Task to complete: Exactly the lines from the one with "point(275, 419)" through the end of the material are to be output, both included, with no other text.

Exercise data:
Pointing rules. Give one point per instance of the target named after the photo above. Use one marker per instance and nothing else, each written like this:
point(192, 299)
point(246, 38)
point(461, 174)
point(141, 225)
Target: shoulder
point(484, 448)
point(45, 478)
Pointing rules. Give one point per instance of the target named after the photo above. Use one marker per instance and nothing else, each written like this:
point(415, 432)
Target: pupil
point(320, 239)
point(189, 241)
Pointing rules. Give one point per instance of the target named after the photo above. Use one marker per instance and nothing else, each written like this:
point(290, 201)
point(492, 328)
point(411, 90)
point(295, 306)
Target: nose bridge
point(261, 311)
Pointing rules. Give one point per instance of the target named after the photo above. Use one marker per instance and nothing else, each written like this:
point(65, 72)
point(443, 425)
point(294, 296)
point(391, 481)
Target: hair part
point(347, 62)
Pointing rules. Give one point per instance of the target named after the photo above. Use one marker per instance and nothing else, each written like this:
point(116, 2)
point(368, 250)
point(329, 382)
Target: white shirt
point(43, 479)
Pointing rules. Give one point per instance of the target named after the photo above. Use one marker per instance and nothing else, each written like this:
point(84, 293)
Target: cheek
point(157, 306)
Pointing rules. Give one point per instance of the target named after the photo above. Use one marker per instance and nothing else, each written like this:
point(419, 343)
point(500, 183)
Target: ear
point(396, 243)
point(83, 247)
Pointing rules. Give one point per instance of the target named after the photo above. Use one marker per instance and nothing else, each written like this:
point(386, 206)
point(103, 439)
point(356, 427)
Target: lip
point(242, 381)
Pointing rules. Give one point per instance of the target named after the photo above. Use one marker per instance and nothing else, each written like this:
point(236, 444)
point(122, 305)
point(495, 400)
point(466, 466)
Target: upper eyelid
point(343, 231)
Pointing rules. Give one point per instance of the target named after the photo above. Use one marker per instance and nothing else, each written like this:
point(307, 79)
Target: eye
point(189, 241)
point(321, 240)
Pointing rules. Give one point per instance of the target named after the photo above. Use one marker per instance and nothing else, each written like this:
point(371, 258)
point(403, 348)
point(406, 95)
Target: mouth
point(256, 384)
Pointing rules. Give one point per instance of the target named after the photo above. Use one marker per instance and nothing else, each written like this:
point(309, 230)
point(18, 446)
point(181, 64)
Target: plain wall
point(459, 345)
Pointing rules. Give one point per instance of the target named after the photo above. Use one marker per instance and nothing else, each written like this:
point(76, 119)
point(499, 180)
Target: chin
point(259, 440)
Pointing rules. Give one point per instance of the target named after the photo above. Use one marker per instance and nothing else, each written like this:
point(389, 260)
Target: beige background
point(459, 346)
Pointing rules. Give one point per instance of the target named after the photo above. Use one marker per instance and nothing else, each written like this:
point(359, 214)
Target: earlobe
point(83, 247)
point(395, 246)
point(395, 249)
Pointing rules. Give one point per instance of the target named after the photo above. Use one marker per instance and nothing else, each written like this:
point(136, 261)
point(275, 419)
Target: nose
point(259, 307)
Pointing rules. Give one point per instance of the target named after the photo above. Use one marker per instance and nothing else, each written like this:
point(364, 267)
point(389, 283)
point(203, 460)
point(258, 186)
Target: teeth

Your response:
point(275, 419)
Target: nose
point(259, 307)
Pointing rules. Give one point per instance of the target named after the photo above. Use one marker per instance and nothing else, each written like this:
point(364, 267)
point(389, 283)
point(203, 460)
point(258, 186)
Target: teeth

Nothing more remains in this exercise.